## Exercise text
═══

Opinion
99 C 4279
February 28, 2001
MEMORANDUM OPINION
This matter comes before the Court on certain Defendants' motion to dismiss Counts XI through XV of Plaintiff's Second Amended Complaint. For the reasons stated below, the Court grants the motion in part and denies the motion in part.
BACKGROUND
For purposes of this motion to dismiss, the Court accepts Plaintiff's allegations as true. This case arises from the relationship between Plaintiffs Ann Rose, Michael Scott, Wendie Rose Scott, and Michael Rose ("Plaintiffs") and their insurance Raymond Veselik. The Second Amended Complaint alleges that following the death of Ann Rose's husband in 1974, Ann Rose became increasingly dependent upon Veselik for assistance with her personal estate. The Plaintiffs allege that Veselik created a "Churning Scheme" to induce Plaintiff to purchase and maintain additional insurance policies, thereby creating income in the form of commissions, premiums, interest, and other fees and charges. A more complete summary of the background of Plaintiffs' claims against Veselik and the insurance companies can be found in the Court's earlier opinion. See Rose v. MONY Life Insurance Co., 2000 WL 1898474 (N.D. Ill. Dec. 21, 2000) (denying Veselik's motion to dismiss Plaintiff's Second Amended Complaint).
The allegations against Defendants Richard Bartelt and his law firm Wildman Harrold Allen Dixon (collectively the "Attorney Defendants") begin around 1990. Around this time, Ann Rose asked Veselik about discrepancies between representations from Veselik and information she received from MONY. Veselik suggested she retain Bartelt to resolve any concerns the MONY policies. Bartelt agreed to represent Plaintiffs even though he had represented Veselik in connection with other claims brought against him by other MONY policyholders in cases similar to the allegations in the current matter. Bartelt did not advise Plaintiffs that other MONY policyholders had lodged identical complaints against Veselik, and Bartelt did not advise Plaintiffs of his prior representation of Veselik in connection with those matters. Instead, Bartelt confirmed the substance and accuracy of Veselik's representations.

═══

## Information supplied
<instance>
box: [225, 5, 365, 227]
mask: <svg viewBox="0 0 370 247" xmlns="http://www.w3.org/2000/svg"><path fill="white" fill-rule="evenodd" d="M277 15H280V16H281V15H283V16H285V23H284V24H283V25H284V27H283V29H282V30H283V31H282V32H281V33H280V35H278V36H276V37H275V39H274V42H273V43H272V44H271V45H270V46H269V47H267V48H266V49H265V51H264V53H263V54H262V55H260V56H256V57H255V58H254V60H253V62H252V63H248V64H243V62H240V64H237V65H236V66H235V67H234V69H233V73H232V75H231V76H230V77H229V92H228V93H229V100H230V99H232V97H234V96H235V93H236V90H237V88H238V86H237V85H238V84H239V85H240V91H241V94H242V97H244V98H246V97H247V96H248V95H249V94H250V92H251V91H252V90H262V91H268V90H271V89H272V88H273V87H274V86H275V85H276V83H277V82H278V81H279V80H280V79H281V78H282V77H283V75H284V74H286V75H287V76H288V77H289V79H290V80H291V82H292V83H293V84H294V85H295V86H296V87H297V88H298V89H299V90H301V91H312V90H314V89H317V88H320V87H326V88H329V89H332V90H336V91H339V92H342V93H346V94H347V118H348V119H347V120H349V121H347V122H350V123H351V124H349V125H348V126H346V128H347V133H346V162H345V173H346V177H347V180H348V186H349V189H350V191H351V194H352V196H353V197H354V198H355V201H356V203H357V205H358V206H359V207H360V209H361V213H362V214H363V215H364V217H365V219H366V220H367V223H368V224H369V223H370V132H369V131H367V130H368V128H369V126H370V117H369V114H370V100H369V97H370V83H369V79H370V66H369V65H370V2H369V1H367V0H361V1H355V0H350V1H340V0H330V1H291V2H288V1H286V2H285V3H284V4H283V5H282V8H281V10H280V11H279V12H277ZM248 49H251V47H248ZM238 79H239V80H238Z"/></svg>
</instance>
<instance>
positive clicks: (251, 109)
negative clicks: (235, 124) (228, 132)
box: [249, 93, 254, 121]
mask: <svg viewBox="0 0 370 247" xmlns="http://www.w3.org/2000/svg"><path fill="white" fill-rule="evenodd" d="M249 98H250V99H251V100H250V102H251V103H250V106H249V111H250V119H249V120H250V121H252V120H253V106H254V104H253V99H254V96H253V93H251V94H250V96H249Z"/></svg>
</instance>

═══

## Task brief
Reproduce the passage of the court opinion starting at "The allegations against" and ending at "of Veselik's representations.". The rows are separate material from the court opinion.

## Task output
The allegations against Defendants Richard Bartelt and his law firm Wildman Harrold Allen Dixon (collectively the "Attorney Defendants") begin around 1990. Around this time, Ann Rose asked Veselik about discrepancies between representations from Veselik and information she received from MONY. Veselik suggested she retain Bartelt to resolve any concerns the MONY policies. Bartelt agreed to represent Plaintiffs even though he had represented Veselik in connection with other claims brought against him by other MONY policyholders in cases similar to the allegations in the current matter. Bartelt did not advise Plaintiffs that other MONY policyholders had lodged identical complaints against Veselik, and Bartelt did not advise Plaintiffs of his prior representation of Veselik in connection with those matters. Instead, Bartelt confirmed the substance and accuracy of Veselik's representations.